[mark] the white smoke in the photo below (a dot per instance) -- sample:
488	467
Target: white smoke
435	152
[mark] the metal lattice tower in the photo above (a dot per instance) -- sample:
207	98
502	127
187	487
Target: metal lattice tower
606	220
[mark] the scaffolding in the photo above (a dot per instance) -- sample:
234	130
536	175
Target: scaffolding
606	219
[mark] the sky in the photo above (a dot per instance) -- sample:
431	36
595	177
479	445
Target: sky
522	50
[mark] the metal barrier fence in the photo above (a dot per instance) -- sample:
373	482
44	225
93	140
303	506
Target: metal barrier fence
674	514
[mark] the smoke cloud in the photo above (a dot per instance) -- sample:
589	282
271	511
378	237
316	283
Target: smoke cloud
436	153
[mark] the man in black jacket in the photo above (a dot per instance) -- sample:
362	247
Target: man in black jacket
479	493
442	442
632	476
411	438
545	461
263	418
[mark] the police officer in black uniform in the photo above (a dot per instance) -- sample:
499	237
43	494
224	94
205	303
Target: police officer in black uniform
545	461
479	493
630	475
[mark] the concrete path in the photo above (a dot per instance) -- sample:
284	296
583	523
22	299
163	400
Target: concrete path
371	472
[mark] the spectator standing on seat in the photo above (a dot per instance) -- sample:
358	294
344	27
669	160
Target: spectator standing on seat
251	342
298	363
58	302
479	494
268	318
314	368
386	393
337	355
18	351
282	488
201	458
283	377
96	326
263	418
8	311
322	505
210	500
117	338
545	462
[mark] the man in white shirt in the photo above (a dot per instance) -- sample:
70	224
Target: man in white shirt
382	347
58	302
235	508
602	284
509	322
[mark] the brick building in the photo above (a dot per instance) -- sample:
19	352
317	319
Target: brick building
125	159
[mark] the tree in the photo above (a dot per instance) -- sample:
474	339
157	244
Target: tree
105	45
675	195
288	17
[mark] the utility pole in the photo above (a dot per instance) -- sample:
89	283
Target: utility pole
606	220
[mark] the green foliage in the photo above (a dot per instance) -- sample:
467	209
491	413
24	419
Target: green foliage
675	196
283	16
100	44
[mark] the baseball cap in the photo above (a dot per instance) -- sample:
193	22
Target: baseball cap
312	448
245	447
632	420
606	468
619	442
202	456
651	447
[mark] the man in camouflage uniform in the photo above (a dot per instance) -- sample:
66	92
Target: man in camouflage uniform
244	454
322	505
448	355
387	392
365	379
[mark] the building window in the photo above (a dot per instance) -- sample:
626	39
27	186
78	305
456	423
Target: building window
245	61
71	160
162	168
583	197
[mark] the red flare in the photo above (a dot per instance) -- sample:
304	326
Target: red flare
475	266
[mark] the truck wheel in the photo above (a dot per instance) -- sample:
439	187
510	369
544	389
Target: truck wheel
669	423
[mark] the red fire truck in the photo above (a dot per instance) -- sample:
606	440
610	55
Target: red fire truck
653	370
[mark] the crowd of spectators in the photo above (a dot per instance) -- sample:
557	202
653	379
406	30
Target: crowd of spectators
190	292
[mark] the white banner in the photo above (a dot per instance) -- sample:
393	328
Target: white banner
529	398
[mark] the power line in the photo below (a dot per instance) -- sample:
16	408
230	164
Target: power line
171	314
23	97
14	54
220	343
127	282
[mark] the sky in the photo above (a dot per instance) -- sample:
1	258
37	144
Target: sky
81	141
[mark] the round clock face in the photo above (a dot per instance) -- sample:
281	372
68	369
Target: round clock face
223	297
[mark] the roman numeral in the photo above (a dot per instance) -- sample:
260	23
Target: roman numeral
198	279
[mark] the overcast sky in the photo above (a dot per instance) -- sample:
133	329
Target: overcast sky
--------
### The problem
All entries are to be copied exactly as they read.

### Solution to this exercise
[mark] the white smoke in the photo below (a dot per instance) -- sample:
488	467
Target: white smoke
435	152
[mark] the metal lattice tower in the photo above (a dot per instance) -- sample:
207	98
502	127
187	487
Target: metal lattice tower
606	220
[mark] the scaffolding in the photo above (a dot per instance) -- sample:
234	130
536	175
Target: scaffolding
606	219
[mark] the sky in the photo above (a dot per instance) -- sample:
431	36
595	177
479	445
Target: sky
522	50
[mark] the metal barrier fence in the photo above (a dot per instance) -- sample:
373	482
44	225
93	140
303	506
Target: metal barrier fence
674	514
[mark] the smoke cloud in the photo above (a dot per instance) -- sample:
589	282
271	511
378	237
316	283
Target: smoke cloud
436	153
[mark] the man in black jacket in the photo above (a dot per instance) -- sample:
362	247
Target: man in black jacket
479	493
442	442
632	476
411	438
545	461
263	418
[mark] the police officer in black uniform in the photo above (a dot per instance) -- sample:
499	237
43	494
224	94
205	303
Target: police officer in black uniform
545	461
479	493
630	475
[mark] the concrete path in the photo above (a dot per instance) -- sample:
284	296
583	523
22	299
163	400
Target: concrete path
371	472
[mark] the spectator standing on seat in the photo above (a dot per instance) -- sample:
358	294
344	27
669	160
Target: spectator standing on seat
251	342
298	363
58	302
479	494
268	318
314	368
386	393
337	355
18	351
282	488
201	458
283	377
96	326
263	418
8	311
322	505
210	500
117	338
545	462
[mark] the man in white shirt in the photo above (a dot per instance) -- sample:
70	224
Target: man in white shirt
382	347
58	302
235	508
602	284
509	322
[mark] the brick building in the photo above (a dot per instance) -- sample:
19	352
317	319
Target: brick building
125	159
[mark] the tree in the photo above (a dot per instance) -- sample:
474	339
157	244
Target: tree
105	45
675	195
288	17
[mark] the utility pole in the photo above (a dot per instance) -- sample:
89	283
Target: utility pole
606	220
[mark] the green foliage in the photo above (a dot per instance) -- sample:
467	209
491	413
24	419
Target: green foliage
675	196
283	16
100	44
[mark] the baseball cap in the photo above (a dot per instance) -- sample:
193	22
Target: baseball cap
312	448
245	447
632	420
606	468
619	442
202	456
651	447
[mark] the man in camouflage uniform in the photo above (a dot per instance) -- sample:
66	92
Target: man in camouflage uniform
244	454
322	505
448	355
387	392
365	379
[mark] the building window in the photo above (a dot per instance) -- sample:
626	39
27	186
78	305
456	423
Target: building window
245	61
71	160
162	168
583	197
[mark] the red flare in the photo above (a dot per instance) -- sample:
304	326
Target: red flare
475	266
[mark] the truck wheel in the photo above (a dot per instance) -- sample:
439	187
510	369
544	389
Target: truck wheel
669	423
[mark] the red fire truck in the photo above (a dot per instance) -- sample:
606	440
610	55
Target: red fire truck
653	370
[mark] the crowd of spectators in the photo above (a dot per instance) -- sample:
557	202
653	379
406	30
Target: crowd of spectators
190	292
[mark] the white banner in the photo above (a dot per instance) -- sample:
393	328
Target: white banner
529	398
[mark] the power line in the photo below (a dot per instance) -- sample:
16	408
230	164
Target: power line
171	314
23	97
14	54
220	343
127	282
[mark] the sky in the photo above (a dot per instance) -- sample:
1	258
37	144
Target: sky
81	141
[mark] the round clock face in the photo above (a dot per instance) -- sample:
281	372
68	369
Target: round clock face
223	297
[mark] the roman numeral in the photo above (a dot per instance) -- sample:
260	23
Target: roman numeral
198	279
[mark] the overcast sky in the photo above (a dot per instance) -- sample:
133	329
Target: overcast sky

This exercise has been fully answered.